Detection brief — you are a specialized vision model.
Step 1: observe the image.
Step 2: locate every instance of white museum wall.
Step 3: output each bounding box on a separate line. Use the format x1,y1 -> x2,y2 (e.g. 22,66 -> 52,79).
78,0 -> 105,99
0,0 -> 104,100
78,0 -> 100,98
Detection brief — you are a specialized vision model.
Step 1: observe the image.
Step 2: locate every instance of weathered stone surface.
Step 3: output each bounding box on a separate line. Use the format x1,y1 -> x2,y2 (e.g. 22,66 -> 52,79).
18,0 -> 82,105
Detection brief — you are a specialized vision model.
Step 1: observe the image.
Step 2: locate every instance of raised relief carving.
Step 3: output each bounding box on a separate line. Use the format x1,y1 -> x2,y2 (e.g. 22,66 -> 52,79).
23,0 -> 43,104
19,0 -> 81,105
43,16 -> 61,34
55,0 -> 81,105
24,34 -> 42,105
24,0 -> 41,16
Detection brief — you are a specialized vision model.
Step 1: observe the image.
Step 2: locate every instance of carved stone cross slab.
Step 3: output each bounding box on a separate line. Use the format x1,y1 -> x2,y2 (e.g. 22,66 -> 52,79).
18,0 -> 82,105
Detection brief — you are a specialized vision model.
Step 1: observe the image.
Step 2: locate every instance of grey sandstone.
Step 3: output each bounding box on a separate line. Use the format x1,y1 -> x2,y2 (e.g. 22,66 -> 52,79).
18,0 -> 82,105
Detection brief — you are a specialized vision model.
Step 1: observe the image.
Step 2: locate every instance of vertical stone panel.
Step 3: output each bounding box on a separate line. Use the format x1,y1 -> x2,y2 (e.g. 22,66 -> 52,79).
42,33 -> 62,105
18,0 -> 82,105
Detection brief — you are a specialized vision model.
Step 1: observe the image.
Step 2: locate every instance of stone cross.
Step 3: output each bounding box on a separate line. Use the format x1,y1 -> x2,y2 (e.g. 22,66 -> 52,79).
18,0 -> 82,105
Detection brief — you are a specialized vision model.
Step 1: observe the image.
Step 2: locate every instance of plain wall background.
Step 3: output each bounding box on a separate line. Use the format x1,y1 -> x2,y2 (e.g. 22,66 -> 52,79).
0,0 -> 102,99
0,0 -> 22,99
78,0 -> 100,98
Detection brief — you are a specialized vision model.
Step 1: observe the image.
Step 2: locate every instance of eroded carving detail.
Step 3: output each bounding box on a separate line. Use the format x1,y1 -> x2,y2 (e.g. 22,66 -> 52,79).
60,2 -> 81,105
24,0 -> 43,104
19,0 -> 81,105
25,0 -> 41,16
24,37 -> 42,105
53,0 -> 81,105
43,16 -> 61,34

==================================================

## YOUR ASSIGNMENT
Look through the entries and return every line where "instance" appears.

## OUTPUT
Step 2: locate every instance of white museum wall.
Step 2: locate every instance of weathered stone surface.
Step 2: locate every instance of raised relief carving.
Step 2: locate every instance of carved stone cross slab.
Step 2: locate every instance of grey sandstone.
Step 2: locate every instance of vertical stone panel.
Step 2: locate every instance of stone cross.
Step 2: locate every instance of plain wall background.
Step 2: locate every instance of eroded carving detail.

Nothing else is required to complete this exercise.